- Short task 1: In the chili recipe thread, how much of the homemade chili powder does mateo use per pound of meat?
- Short task 2: Using the chili recipe thread, explain why StephanFowler calls the brandy in his chili weird.
- Short task 3: Resume the chili recipe thread from the point it stops.

- Source:
╭──

# It's Chili season - show your recipes



## StephanFowler (Oct 3, 2011)

Here's how I make chili


[video=youtube;gbzJ0jwcEiQ]http://www.youtube.com/watch?v=gbzJ0jwcEiQ[/video]

4 Lb Chuck Roast cubed 
1 Lb Andoille sausage 
4 Large Sweet Onions 
1 Cup Brandy (substitute beer here if you want)
1 Poblano pepper 
2 Serrano peppers 
1/2 Habanero pepper 
4 Large firm tomatoes 
Seasonings - Smoked Chipotle chili powder, salt, pepper, paprika to taste


spices cooks in a crock pot for at least 8 hours it's best to let it cook and then cool to rest for at least 24 hours prior to eating. Thanks Stephan


----------



## mateo (Oct 3, 2011)

mmm... chili, I'm still refining my recipe, but it's like yours -- a chili con carne style, no beans, corn, mushrooms... etc. 

Although a big breakthrough was making my own chili powder:
3 Ancho Chiles
2 Guajillo chiles
3 chiles de arbol
2 Dried chipotle chiles
2 Tbs cumin seed

Toast all that in a skillet (after coarsely chopping chiles and removing seeds), once fragrant cool and grind. Then add:

1Tbs. smoked paprika
2 tsp oregano
2tsp garlic powder (maybe some onion powder)

 Yum! My chili has about 3 Tbs of this in it... about one Tbs per pound of meat I use.

I like caramelizing the onions first... I'll have to try that sometime, probably adds some nice depth and sweetness to balance the chiles.


----------



## StephanFowler (Oct 3, 2011)

and the brandy is weird, 

If I set two bowls in front of you, one with the brandy and one without you'd know something was different, but it's really subtle


----------



## The Edge (Oct 3, 2011)

Chili is the first thing I ever learned how to make, and now the recipe usually comes down to my mood at the time.

╰──

- Information supplied:

╭──

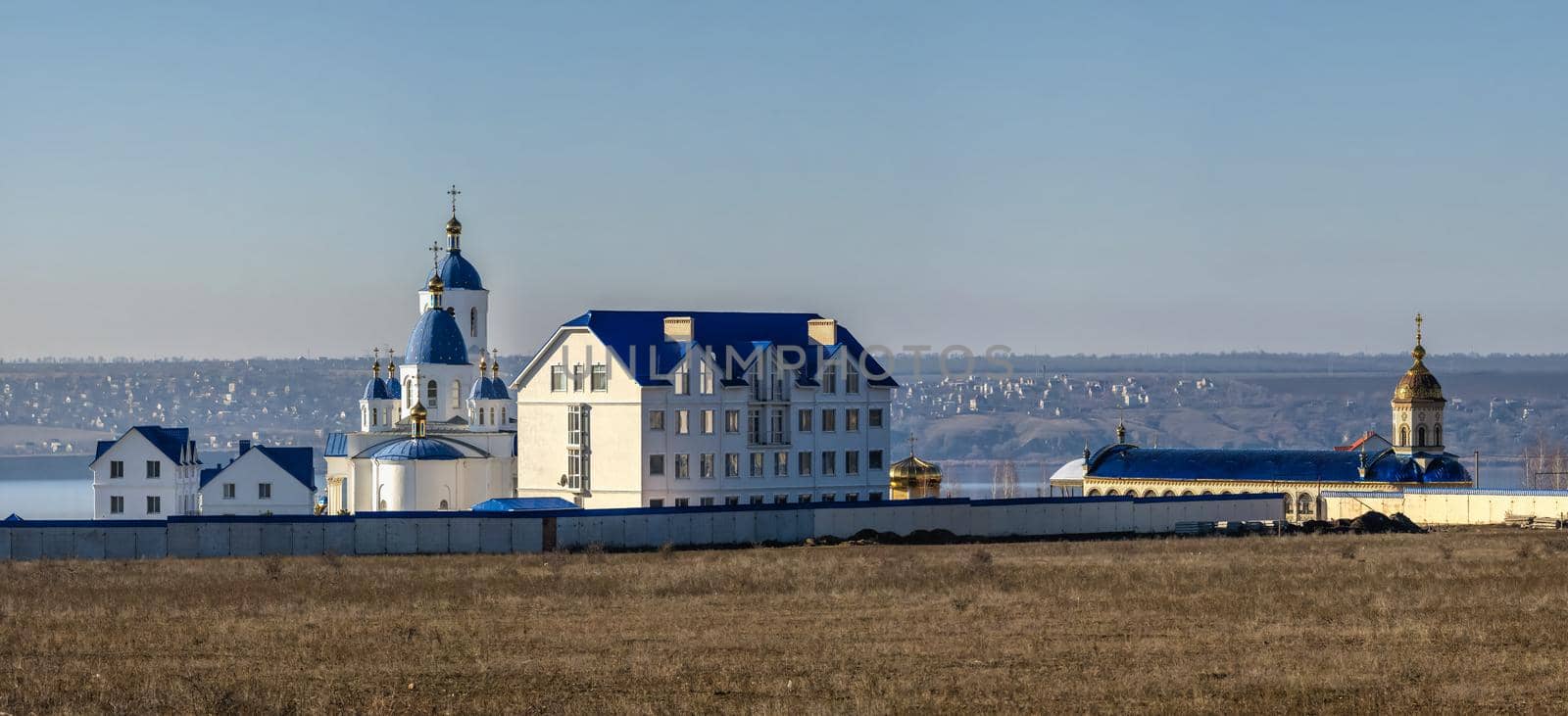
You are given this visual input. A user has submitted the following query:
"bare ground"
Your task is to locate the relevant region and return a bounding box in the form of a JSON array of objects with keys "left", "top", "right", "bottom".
[{"left": 0, "top": 531, "right": 1568, "bottom": 714}]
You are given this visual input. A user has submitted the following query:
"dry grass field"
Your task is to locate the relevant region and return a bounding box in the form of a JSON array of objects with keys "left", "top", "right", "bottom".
[{"left": 0, "top": 531, "right": 1568, "bottom": 714}]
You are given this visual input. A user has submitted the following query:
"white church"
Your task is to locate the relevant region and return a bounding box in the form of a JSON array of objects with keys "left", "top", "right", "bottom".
[{"left": 324, "top": 199, "right": 517, "bottom": 514}]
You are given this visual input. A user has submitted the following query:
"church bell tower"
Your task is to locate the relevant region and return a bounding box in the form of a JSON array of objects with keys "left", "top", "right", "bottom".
[{"left": 1390, "top": 313, "right": 1447, "bottom": 454}]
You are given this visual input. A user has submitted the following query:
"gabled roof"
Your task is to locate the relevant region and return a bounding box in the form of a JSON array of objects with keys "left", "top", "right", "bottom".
[
  {"left": 92, "top": 424, "right": 201, "bottom": 465},
  {"left": 523, "top": 310, "right": 899, "bottom": 387},
  {"left": 198, "top": 445, "right": 316, "bottom": 492},
  {"left": 403, "top": 309, "right": 468, "bottom": 365}
]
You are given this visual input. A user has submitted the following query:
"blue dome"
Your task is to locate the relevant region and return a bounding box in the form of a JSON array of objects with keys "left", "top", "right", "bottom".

╰──

- Task answer 1: About one tablespoon per pound of meat.

- Task answer 2: He calls it weird because its effect is hard to pin down. If you tasted one bowl made with brandy and one without, you would know something was different, but the difference is very subtle.

- Task answer 3:
First decision is whether I'm being lazy or not, which is the choice between ground beef and chuck. If I choose chuck, I'll cut it into roughly 1//2" cubes. The meat is then heavily browned, then removed.

Next, I start to caramelize the onion to which I add a mix of the following ingredients:
Guajillo chiles (add a bright vibrant chile flavor)
Ancho chiles (earthy chile flavor)
Chipotle chile (smoky heat)
serano or jalepeno chiles (fresher flavor)
cumin seeds
coriander seeds (I usually double the amount of coriander to cumin, but this is a personal preference)
2 or 3 cloves
and garlic powder

I'll let these flavors develop quite well before I add tomatoes, roasted red peppers, roasted pablanos, and for me beans.
Then I'll add water or stock to cover and simmer for at least 2 or 3 hours.

Before serving, I'll chop cilantro and add it to the pot to keep the flavor fresh and pungent.


----------



## The Edge (Oct 3, 2011)

I'm going to have to give the brandy a shot, that sounds pretty good.


----------



## EdipisReks (Oct 3, 2011)

can't go wrong with a classic.


----------



## stevenStefano (Oct 3, 2011)

I normally use beer when I make chilli and I think it makes it awesome but brandy is interesting. I've also heard of people making it with Martini


----------



## mr drinky (Oct 3, 2011)

You're right. It is time to start thinking about chili. 

If you want ideas to try out, here are some of the winning recipes from the International Chili Cookoff dating back to 1970.

Chili Recipes

Btw, America's Test Kitchen tested chili powders a while back and Spice Island Chili Powder was the clear winner. I've only made chili a half dozen times, but this year I am going to try the Cook's Illustrated recipe that was mentioned in Jan 2011. Here is their recipe.

k.


----------



## Kyle (Oct 3, 2011)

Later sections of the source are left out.